• STUDY TEXT:
Team:TU Darmstadt/Project/Bio/Safety

Safety


Introduction

Biosafety and biocontainment are important aspects to consider when using transgenic oganisms for production processes. In order to reduce the risk of uncontrolled proliferation of our bacteria we followed an active containment strategy for our iGEM project. Utilizing the toxic polypeptide hokD we designed a killswitch that induces cell death of our production bacteria in the case of an unintentional release into the environment. The hokD gene originates from the relB-Operon of E. coli and was introduced to the BioBrick registry by the iGEM team of TU Darmstadt in 2014. The polypeptide shows 40% homology to the polypeptide of the host killing (hok) gene and leads to the same cell death by loss of membrane potential when overexpressed[1].

One of the most important aspects to consider for the use of a toxic gene product to induce cell death is a tight regulation of toxin production in order to avoid unwanted cell death under production or laboratory conditions. In our last year’s project we were able to control the expression of hokD by cloning it downstream of the araC-regulated pBAD-Promoter (BBa_K808000) which is tight in the presence of glucose and can be induced by the addition of arabinose. In our project this year we wanted to go a step further by using a riboregulator for posttranscriptional regulation of the hokD-expression.

We chose a trans-activating riboregulator which is based in the interaction of two short RNA-sequences: the cis-repressing RNA (crRNA) and the trans-activating RNA (taRNA). The crRNA is fused upstream of the gene of interest (GOI) and masks the ribosome binding site (RBS) by forming a hairpin-secondary structure which prevents the translation of the GOI-mRNA. If the taRNA is present it forms a RNA-RNA-complex with the crRNA. This leads to a helix shift and the release of the RBS and therefore to GOI expression[2].

• EXERCISE SET:
1 - According to the safety page, from which operon of E. coli does the hokD gene originate?
2 - Please reproduce, word for word, the passage of the safety page that opens with the words containing "One of the most" and closes with "of the hokD-expression.".

• GIVEN RECORDS:
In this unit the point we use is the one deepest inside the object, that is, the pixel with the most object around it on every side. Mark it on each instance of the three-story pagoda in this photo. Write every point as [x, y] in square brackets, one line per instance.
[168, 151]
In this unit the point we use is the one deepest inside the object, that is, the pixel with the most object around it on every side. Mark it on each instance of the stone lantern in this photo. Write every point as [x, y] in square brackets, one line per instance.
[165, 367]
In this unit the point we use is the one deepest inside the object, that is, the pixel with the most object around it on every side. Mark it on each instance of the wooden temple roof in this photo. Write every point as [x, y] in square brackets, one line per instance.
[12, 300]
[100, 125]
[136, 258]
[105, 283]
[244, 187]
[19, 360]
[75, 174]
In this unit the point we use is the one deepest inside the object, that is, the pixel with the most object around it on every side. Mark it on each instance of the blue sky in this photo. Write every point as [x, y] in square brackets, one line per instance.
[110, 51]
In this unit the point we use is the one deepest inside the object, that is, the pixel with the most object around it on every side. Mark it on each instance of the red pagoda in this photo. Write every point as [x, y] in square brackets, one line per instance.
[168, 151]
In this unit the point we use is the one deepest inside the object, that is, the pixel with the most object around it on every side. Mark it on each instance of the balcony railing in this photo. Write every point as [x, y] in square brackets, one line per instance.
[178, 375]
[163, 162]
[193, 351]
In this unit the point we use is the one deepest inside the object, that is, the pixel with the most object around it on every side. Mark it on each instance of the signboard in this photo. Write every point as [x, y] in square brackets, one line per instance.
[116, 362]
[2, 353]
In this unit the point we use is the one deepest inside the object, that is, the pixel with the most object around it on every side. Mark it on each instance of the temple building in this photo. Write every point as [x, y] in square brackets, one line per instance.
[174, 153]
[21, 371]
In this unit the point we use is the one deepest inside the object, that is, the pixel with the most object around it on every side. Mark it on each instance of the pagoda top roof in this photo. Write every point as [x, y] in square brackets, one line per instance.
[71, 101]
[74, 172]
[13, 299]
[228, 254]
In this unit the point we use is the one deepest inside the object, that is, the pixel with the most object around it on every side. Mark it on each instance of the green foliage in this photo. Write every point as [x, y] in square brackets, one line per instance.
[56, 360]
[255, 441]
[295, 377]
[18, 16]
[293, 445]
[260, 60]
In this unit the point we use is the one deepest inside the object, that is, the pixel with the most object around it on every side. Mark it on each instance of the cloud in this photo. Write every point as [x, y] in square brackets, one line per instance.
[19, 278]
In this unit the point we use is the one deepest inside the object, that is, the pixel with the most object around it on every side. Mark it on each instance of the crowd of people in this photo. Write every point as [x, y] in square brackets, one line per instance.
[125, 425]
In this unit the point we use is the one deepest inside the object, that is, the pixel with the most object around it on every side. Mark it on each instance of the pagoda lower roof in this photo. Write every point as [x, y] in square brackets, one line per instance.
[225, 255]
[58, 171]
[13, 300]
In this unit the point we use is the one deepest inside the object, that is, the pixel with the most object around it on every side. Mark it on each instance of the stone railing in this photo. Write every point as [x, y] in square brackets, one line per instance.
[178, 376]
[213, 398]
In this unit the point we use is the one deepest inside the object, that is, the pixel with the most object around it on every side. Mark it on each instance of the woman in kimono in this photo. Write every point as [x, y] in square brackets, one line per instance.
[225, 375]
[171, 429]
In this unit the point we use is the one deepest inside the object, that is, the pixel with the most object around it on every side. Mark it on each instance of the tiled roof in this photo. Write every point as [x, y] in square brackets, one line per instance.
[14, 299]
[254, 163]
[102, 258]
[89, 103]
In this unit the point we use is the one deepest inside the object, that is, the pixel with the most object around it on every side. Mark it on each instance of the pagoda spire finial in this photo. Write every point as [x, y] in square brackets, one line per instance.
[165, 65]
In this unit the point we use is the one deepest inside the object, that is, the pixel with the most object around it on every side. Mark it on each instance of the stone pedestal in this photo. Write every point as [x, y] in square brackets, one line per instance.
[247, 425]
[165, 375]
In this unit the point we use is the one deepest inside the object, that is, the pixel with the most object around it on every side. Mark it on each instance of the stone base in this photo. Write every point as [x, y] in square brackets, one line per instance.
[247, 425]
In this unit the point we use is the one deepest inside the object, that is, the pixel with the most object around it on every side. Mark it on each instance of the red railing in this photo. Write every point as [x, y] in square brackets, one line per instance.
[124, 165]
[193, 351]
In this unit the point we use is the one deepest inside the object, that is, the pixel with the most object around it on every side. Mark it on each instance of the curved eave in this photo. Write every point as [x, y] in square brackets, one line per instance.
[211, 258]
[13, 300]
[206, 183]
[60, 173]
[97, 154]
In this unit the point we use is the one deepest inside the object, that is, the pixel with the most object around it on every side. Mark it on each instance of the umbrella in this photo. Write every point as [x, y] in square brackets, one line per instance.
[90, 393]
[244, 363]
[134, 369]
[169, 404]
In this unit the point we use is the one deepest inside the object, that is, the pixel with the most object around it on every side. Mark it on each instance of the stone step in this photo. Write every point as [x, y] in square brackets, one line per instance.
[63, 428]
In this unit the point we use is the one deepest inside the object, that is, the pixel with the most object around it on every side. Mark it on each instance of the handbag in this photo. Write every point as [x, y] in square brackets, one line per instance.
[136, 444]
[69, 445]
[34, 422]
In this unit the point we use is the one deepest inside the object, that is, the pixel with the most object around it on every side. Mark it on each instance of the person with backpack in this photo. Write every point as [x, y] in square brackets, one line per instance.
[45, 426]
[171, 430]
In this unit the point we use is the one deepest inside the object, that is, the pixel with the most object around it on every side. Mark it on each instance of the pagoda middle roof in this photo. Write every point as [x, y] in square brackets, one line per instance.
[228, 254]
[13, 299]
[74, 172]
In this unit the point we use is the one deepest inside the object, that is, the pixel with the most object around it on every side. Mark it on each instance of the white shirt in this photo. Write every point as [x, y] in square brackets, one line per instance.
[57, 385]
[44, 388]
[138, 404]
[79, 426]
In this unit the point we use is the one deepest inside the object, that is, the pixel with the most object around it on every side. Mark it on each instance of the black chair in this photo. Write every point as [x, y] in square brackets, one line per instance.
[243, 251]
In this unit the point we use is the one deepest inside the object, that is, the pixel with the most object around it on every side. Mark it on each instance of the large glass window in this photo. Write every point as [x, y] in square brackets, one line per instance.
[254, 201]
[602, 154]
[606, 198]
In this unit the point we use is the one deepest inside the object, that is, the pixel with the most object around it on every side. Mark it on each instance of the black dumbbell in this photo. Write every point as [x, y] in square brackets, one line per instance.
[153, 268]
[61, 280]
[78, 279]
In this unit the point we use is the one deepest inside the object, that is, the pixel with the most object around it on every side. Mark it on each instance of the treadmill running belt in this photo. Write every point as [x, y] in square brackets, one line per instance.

• SOLUTIONS TO THE EXERCISE:
1 - The relB-Operon.

2 -
One of the most important aspects to consider for the use of a toxic gene product to induce cell death is a tight regulation of toxin production in order to avoid unwanted cell death under production or laboratory conditions. In our last year’s project we were able to control the expression of hokD by cloning it downstream of the araC-regulated pBAD-Promoter (BBa_K808000) which is tight in the presence of glucose and can be induced by the addition of arabinose. In our project this year we wanted to go a step further by using a riboregulator for posttranscriptional regulation of the hokD-expression.